__REQUIRED WORK__:
Return each line of the material that contains the string "spot", matching case.

__INPUT DATA__:
#####

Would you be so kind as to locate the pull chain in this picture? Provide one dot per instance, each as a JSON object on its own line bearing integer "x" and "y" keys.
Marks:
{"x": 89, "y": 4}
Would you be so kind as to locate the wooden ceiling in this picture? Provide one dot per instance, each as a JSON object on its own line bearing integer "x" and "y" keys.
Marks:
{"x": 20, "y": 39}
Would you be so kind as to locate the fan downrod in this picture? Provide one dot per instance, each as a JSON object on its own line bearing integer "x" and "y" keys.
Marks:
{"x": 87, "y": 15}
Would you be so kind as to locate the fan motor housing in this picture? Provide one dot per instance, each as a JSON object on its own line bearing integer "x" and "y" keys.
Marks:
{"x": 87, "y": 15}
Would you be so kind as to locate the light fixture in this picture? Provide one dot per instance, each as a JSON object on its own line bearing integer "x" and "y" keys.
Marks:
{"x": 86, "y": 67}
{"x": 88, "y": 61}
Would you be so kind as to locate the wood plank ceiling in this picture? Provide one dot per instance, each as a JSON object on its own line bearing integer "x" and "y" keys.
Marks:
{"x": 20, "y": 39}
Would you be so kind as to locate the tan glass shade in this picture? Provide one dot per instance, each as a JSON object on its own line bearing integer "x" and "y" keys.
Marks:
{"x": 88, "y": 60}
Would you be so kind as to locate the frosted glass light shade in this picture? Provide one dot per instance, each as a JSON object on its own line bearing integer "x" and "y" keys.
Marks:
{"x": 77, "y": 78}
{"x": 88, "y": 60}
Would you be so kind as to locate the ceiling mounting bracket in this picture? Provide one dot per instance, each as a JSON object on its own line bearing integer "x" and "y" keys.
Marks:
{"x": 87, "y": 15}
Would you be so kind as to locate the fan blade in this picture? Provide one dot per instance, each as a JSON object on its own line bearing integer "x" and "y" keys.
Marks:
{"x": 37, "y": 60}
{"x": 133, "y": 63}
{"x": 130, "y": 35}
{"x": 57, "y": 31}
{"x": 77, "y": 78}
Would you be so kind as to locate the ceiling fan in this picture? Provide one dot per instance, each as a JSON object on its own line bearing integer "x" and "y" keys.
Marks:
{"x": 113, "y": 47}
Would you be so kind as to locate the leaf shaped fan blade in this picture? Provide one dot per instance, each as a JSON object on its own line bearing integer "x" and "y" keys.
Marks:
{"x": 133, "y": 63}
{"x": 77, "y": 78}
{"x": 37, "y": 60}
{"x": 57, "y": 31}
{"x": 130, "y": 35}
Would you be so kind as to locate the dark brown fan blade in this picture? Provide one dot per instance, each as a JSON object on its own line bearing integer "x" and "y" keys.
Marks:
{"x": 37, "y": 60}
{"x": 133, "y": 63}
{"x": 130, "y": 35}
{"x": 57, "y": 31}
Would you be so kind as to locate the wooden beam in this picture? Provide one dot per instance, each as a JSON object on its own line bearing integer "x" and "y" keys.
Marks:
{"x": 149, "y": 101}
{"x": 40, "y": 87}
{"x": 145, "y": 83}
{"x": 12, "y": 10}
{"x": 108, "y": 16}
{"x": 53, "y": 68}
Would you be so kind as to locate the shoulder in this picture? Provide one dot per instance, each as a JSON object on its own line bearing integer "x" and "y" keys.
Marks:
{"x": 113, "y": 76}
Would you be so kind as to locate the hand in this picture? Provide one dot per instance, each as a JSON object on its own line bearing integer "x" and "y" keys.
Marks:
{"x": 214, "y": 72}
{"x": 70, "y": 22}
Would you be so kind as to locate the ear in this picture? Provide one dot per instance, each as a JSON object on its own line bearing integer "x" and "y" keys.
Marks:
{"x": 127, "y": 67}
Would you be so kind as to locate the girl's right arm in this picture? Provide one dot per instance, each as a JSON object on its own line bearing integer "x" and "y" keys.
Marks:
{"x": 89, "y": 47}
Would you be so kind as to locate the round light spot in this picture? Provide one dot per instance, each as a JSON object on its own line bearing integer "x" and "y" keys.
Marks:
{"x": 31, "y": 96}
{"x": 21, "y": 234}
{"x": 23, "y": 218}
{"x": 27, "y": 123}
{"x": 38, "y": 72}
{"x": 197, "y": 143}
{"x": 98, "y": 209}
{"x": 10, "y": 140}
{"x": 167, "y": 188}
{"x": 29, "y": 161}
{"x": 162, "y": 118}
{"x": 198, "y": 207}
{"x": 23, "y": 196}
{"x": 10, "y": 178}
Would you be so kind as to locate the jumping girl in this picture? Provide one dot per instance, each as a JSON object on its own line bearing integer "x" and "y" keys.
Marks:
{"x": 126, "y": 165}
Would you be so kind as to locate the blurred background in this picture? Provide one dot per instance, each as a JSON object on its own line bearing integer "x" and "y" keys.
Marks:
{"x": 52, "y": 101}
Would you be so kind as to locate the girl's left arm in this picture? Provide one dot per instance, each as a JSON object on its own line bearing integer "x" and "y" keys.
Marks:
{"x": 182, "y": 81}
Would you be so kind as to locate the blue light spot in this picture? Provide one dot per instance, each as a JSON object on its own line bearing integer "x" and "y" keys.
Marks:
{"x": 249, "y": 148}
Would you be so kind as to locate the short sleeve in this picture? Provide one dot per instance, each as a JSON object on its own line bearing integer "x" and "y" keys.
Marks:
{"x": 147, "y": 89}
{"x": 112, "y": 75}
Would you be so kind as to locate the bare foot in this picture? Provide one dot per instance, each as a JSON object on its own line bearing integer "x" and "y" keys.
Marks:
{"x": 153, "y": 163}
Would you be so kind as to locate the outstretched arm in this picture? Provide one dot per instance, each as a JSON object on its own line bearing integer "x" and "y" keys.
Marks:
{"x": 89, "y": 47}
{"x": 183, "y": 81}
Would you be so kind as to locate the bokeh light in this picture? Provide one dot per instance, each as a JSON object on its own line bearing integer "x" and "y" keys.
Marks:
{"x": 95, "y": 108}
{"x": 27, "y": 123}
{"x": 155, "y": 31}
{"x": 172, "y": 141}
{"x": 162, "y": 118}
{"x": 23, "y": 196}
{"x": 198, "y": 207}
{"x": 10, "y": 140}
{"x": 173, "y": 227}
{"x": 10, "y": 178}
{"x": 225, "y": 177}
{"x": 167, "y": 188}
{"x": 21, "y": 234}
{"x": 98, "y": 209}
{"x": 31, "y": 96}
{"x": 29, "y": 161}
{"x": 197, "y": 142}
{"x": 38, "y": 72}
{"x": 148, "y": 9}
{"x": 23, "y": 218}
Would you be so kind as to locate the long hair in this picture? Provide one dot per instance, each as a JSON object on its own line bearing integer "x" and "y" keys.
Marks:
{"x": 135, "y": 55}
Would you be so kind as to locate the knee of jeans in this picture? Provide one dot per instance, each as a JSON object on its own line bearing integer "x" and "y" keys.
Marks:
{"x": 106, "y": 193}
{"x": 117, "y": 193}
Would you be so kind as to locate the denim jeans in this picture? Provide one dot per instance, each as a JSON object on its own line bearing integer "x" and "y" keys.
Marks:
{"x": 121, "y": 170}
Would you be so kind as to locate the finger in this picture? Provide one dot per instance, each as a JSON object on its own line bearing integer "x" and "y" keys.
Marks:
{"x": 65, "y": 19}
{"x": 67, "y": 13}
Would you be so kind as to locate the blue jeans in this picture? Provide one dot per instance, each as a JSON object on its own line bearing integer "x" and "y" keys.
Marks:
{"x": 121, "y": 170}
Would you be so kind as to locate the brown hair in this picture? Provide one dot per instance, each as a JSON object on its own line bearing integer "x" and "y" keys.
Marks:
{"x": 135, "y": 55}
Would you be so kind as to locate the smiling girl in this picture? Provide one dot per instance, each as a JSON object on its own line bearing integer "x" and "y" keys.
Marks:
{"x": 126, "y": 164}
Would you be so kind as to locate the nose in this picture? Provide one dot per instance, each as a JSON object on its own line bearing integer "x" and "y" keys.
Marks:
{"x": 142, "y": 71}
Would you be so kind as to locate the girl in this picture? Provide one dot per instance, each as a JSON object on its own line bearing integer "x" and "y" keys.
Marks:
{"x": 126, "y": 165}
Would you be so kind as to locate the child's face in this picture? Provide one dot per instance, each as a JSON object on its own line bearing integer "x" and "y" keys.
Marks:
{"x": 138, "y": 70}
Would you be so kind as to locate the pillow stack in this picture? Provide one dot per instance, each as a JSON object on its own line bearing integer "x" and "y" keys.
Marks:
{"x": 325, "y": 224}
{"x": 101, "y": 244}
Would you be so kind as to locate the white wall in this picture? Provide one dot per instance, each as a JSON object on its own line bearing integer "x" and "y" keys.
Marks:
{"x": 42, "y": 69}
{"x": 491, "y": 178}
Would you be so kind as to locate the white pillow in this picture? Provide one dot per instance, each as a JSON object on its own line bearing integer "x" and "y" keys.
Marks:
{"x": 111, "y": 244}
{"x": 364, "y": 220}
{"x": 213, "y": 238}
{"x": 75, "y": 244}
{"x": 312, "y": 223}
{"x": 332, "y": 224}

#####

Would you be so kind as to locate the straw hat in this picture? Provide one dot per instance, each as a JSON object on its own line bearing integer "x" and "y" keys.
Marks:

#####

__RIGHT ANSWER__:
Would you be so kind as to locate the round light spot in this picture? Provide one dot per instance, each as a JSON object on its own line bearing integer "x" and "y" keys.
Would you be so kind as to locate the blue light spot in this picture? Provide one dot per instance, each as a JSON object on its own line bearing integer "x" and "y" keys.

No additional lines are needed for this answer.